Problem to work on:
Images are to be skipped; everything else in the records must be repeated exactly.

Input:

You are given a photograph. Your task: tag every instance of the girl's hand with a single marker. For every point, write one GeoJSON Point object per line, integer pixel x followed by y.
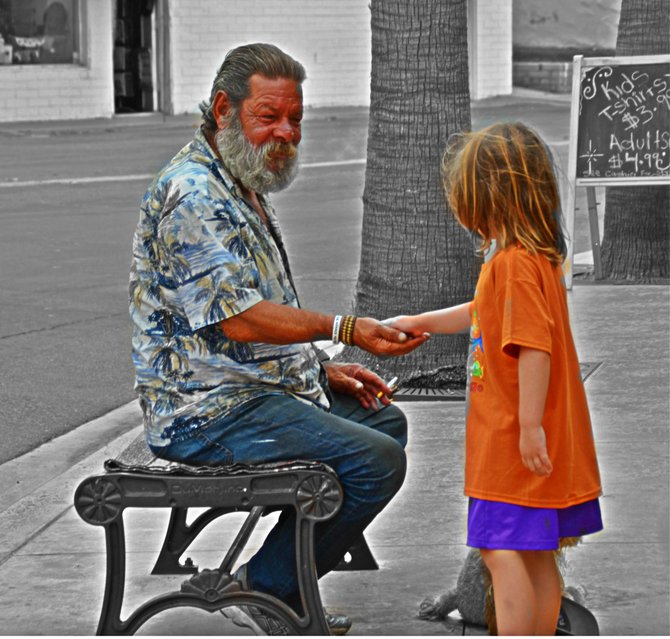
{"type": "Point", "coordinates": [406, 324]}
{"type": "Point", "coordinates": [533, 449]}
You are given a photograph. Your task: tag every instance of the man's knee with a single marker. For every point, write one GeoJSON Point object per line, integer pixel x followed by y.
{"type": "Point", "coordinates": [382, 472]}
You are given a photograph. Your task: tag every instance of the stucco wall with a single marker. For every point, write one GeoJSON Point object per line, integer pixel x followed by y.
{"type": "Point", "coordinates": [568, 24]}
{"type": "Point", "coordinates": [331, 39]}
{"type": "Point", "coordinates": [64, 91]}
{"type": "Point", "coordinates": [490, 47]}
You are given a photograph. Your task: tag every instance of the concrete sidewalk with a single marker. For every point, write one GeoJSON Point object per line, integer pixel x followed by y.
{"type": "Point", "coordinates": [52, 564]}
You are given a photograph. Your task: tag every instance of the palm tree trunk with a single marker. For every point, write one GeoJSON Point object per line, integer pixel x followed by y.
{"type": "Point", "coordinates": [636, 234]}
{"type": "Point", "coordinates": [414, 257]}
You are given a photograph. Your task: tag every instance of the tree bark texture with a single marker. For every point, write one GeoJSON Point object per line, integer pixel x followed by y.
{"type": "Point", "coordinates": [636, 237]}
{"type": "Point", "coordinates": [414, 256]}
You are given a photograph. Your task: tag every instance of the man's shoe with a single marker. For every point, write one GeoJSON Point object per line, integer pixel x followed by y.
{"type": "Point", "coordinates": [257, 620]}
{"type": "Point", "coordinates": [338, 624]}
{"type": "Point", "coordinates": [261, 623]}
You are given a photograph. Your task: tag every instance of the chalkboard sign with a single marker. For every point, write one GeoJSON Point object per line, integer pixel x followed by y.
{"type": "Point", "coordinates": [623, 123]}
{"type": "Point", "coordinates": [619, 133]}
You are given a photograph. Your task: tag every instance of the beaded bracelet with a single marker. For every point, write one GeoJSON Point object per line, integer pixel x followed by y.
{"type": "Point", "coordinates": [348, 323]}
{"type": "Point", "coordinates": [336, 329]}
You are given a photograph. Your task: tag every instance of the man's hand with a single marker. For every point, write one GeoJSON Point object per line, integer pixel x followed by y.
{"type": "Point", "coordinates": [379, 339]}
{"type": "Point", "coordinates": [356, 380]}
{"type": "Point", "coordinates": [533, 449]}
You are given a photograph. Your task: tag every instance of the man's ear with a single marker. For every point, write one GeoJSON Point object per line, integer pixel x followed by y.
{"type": "Point", "coordinates": [221, 107]}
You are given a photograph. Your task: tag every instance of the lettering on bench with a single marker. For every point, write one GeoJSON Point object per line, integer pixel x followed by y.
{"type": "Point", "coordinates": [199, 490]}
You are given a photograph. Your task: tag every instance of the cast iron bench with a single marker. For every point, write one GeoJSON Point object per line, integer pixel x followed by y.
{"type": "Point", "coordinates": [137, 479]}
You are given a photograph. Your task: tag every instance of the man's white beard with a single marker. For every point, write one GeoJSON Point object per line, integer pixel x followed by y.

Result below:
You are given a photograph. Your task: tag every instance of the girl's hand with a single marker. For every point, write one GeoJSON Point object per line, integer pixel x followed by y.
{"type": "Point", "coordinates": [406, 324]}
{"type": "Point", "coordinates": [533, 449]}
You are given a photograph. Your task: tag every instance of the man's knee with a single marker. For every point, write one GeoJSON Point object per line, integer pixel x followed by y.
{"type": "Point", "coordinates": [382, 472]}
You are given a photograph. Your task: tag every instance of the stucco wall with a single marker. For every point, write one GeoJSON Point object per line, integer pixel x followed by y.
{"type": "Point", "coordinates": [568, 24]}
{"type": "Point", "coordinates": [331, 39]}
{"type": "Point", "coordinates": [64, 91]}
{"type": "Point", "coordinates": [490, 47]}
You are given a photograph. Your task: tag every instance of the concrete sidewalk with a single marker. For every point, write one GeoJSON Point object per line, integer pixel x followed by y.
{"type": "Point", "coordinates": [52, 564]}
You are given a photograph. Your task: tag every instance of the palm tree trunk with a single marker. For every point, write one GeoJSON Point object per line, integer pixel x followed by y.
{"type": "Point", "coordinates": [636, 234]}
{"type": "Point", "coordinates": [414, 257]}
You are given a photograph. Your task: tag every instance of the tree bark texture with a single marker. For every point, write one GeoJSON Point object per line, integer pixel x followed by y.
{"type": "Point", "coordinates": [636, 237]}
{"type": "Point", "coordinates": [414, 256]}
You are given a photograph. Your task: tag every instance of the man's shoe with a single marker. For every point, write one GeoJSON Point object per line, integer pixel x followed by y.
{"type": "Point", "coordinates": [257, 620]}
{"type": "Point", "coordinates": [338, 624]}
{"type": "Point", "coordinates": [261, 623]}
You are given a photograph. Your task: tag every instance of the chalkboard sign with a single marker. For every point, write one GeoJSON Point object per line, integer pixel x followed by y.
{"type": "Point", "coordinates": [623, 123]}
{"type": "Point", "coordinates": [619, 133]}
You are given a photograph. Your task: tag every instance of the beaded bracelet with a single marker. For every point, write one GeoJSON Point object per line, integer pixel x followed by y.
{"type": "Point", "coordinates": [348, 323]}
{"type": "Point", "coordinates": [336, 329]}
You are given a photograph. Your task: tag every instance of the man's hand with a single marker. For every point, write one GeoJSON Point object per line, integer pixel x followed by y.
{"type": "Point", "coordinates": [379, 339]}
{"type": "Point", "coordinates": [356, 380]}
{"type": "Point", "coordinates": [533, 449]}
You are given a photograph. Your task: tag every instance of the man's ear with a single marker. For every point, write one GeoJSON Point object per line, integer pixel x followed by y.
{"type": "Point", "coordinates": [221, 107]}
You are given a photograph. Your task: tag every instance of the lettering on bench with a single marker. For every point, write one GeoJSON Point object per line, integer pixel x followed by y.
{"type": "Point", "coordinates": [199, 490]}
You are given a photograph. Your task: tag every instance of the cast iron bench with a single marker. For every point, write one GeoJSON Point object per line, integer pixel x followed by y.
{"type": "Point", "coordinates": [137, 479]}
You are given a photograph. Your task: tag every instance of the man's white beard with a single marker. For every point, write one GeoJSON Point object per line, integer pixel x followed by y.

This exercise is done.